- [ESTRATTO FORNITO]:
┄┄┄┄┄┄┄┄┄┄┄┄┄┄┄┄┄┄┄┄

L’Europa occidentale bolle sotto un sistema ad alta pressione denominato Cupola di calore. Il satellite Copernicus Sentinel-3 sta registrando in questo periodo un’ondata di caldo anomalo misurando l’energia termica emessa dalla superficie terrestre e la rilevazione, rispetto a quella normale dell’aria, sta fornendo dati impressionanti.

Una vera e propria emergenza climatica che non si sa quanto possa essere transitoria o meno ma che, come avviene regolarmente nel nostro Paese, ha portato gli esecutivi nazionali e locali ad agire solo ora nel pieno della fase emergenziale per ridurre l’impatto sui lavoratori particolarmente esposti alle intemperie del clima.

Il protocollo caldo nazionale

Il 2 luglio le associazioni datoriali e dai sindacati confederali hanno sottoscritto al ministero del Lavoro un Protocollo quadro nazionale sulle emergenze climatiche. Il provvedimento sarà adottato con un decreto ministeriale ed attuato con accordi territoriali che verranno sottoscritti dalle parti sociali.

┄┄┄┄┄┄┄┄┄┄┄┄┄┄┄┄┄┄┄┄

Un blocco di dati

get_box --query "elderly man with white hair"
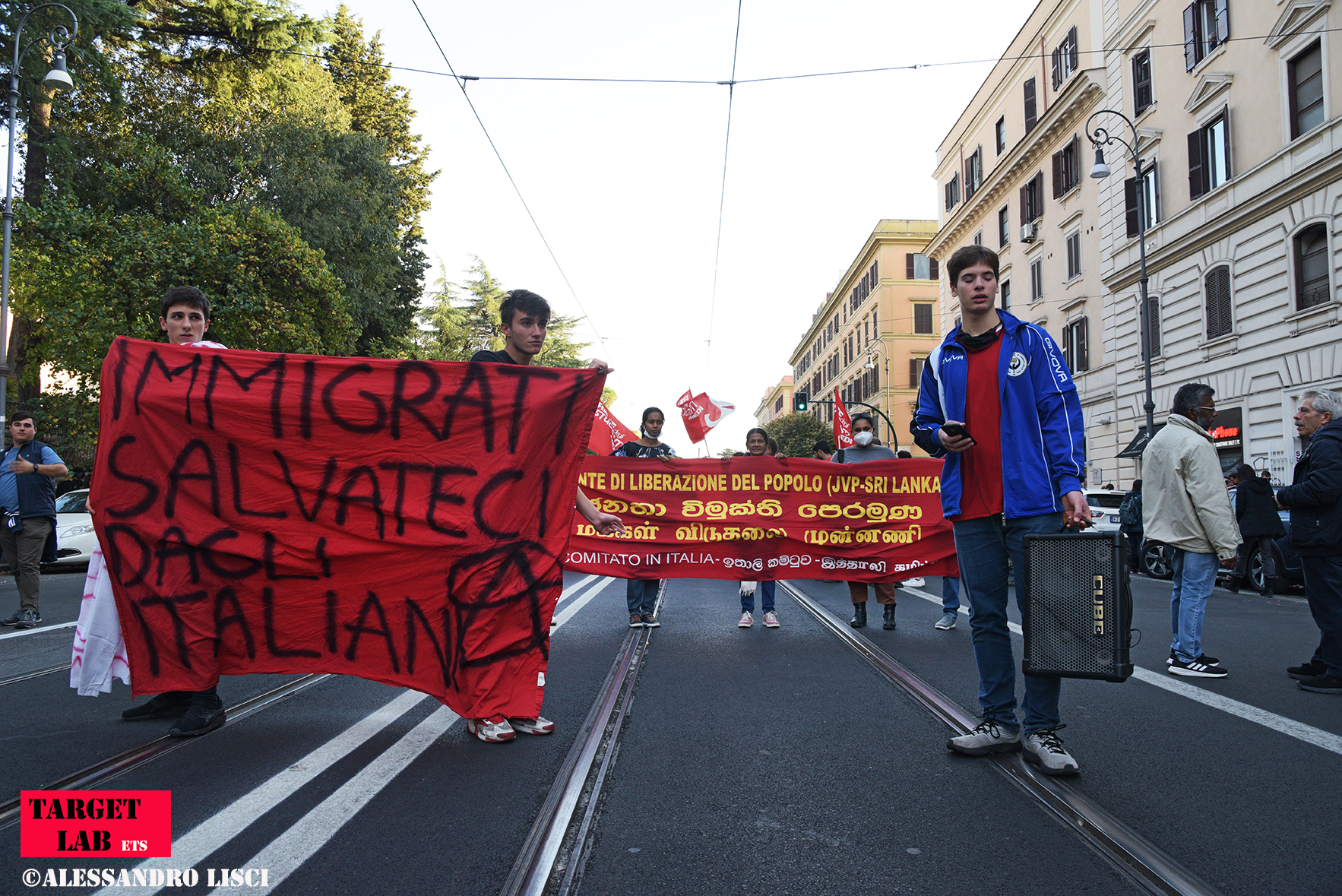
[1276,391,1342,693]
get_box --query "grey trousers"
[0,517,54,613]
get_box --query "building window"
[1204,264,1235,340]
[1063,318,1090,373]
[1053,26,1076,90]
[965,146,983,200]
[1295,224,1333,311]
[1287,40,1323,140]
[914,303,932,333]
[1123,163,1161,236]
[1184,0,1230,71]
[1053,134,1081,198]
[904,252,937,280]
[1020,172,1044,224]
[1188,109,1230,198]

┄┄┄┄┄┄┄┄┄┄┄┄┄┄┄┄┄┄┄┄

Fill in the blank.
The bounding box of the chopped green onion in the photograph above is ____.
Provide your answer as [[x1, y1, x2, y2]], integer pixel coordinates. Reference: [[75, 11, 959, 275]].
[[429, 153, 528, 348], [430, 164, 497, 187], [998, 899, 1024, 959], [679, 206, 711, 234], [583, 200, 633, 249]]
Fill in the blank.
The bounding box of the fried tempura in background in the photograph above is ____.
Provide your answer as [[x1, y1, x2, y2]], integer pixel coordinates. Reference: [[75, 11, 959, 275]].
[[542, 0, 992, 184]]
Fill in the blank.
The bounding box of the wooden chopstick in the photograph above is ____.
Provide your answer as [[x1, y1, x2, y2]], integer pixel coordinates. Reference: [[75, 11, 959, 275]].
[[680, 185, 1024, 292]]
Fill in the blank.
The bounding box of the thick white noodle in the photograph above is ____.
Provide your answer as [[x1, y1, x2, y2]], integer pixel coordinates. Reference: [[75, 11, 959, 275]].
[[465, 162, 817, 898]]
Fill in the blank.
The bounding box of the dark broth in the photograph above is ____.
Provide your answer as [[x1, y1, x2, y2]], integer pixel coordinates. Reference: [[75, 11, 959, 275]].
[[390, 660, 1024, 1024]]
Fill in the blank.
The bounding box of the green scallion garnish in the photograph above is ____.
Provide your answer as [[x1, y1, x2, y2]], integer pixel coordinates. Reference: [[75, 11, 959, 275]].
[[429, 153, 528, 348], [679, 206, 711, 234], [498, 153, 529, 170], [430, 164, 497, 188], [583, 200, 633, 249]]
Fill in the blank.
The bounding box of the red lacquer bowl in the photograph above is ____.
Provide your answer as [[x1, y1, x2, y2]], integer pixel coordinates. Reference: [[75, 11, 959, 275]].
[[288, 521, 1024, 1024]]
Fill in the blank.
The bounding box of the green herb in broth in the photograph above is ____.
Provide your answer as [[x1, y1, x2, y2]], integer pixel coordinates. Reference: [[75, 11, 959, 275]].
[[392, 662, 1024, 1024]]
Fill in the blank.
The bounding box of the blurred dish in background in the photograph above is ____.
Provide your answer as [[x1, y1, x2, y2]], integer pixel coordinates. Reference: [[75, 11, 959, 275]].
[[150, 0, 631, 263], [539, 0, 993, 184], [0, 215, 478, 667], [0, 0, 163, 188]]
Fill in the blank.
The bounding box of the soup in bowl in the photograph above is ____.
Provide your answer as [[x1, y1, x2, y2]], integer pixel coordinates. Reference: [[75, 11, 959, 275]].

┄┄┄┄┄┄┄┄┄┄┄┄┄┄┄┄┄┄┄┄

- [ATTIVITÀ DA SVOLGERE]:
#1 Nell'estratto sull'ondata di caldo, individua tutti gli atti con cui viene stabilito, adottato e attuato il protocollo sul caldo.
#2 Prosegui l'estratto sull'ondata di caldo partendo dalla sua ultima frase.

- [RISULTATI PER ATTIVITÀ]:
#1
- Protocollo quadro nazionale sulle emergenze climatiche
- decreto ministeriale
- accordi territoriali

#2
L’ordinanza della regione 

Contemporaneamente, dopo un confronto tra le organizzazioni sindacali e gli assessori regionali alle Attività produttive, Sergio Bini e alla Salute, Riccardo Riccardi e al Lavoro, Alessia Rosolen, la regione ha firmato un’ordinanza che prevede fino al 15 settembre la sospensione dell’attività lavorativa dalle 12.30 alle 16 nei cantieri edili e stradali, nelle cave, nelle attività florovivaistiche e agricole. Per applicare lo stop del lavoro all’aperto i datori di lavoro dovranno verificare in ogni singola giornata l’eventuale condizione di rischio alto sul sito www.worklimate.it. Sono escluse dall’obbligo le pubbliche amministrazioni, concessionari di pubblico servizio e loro appaltatori, quando si tratti di interventi di pubblica utilità e siano comunque applicate misure «che riducano a un livello accettabile il rischio di esposizione alle alte temperature dei lavoratori» ai sensi del Testo unico sulla sicurezza n. 81/2008.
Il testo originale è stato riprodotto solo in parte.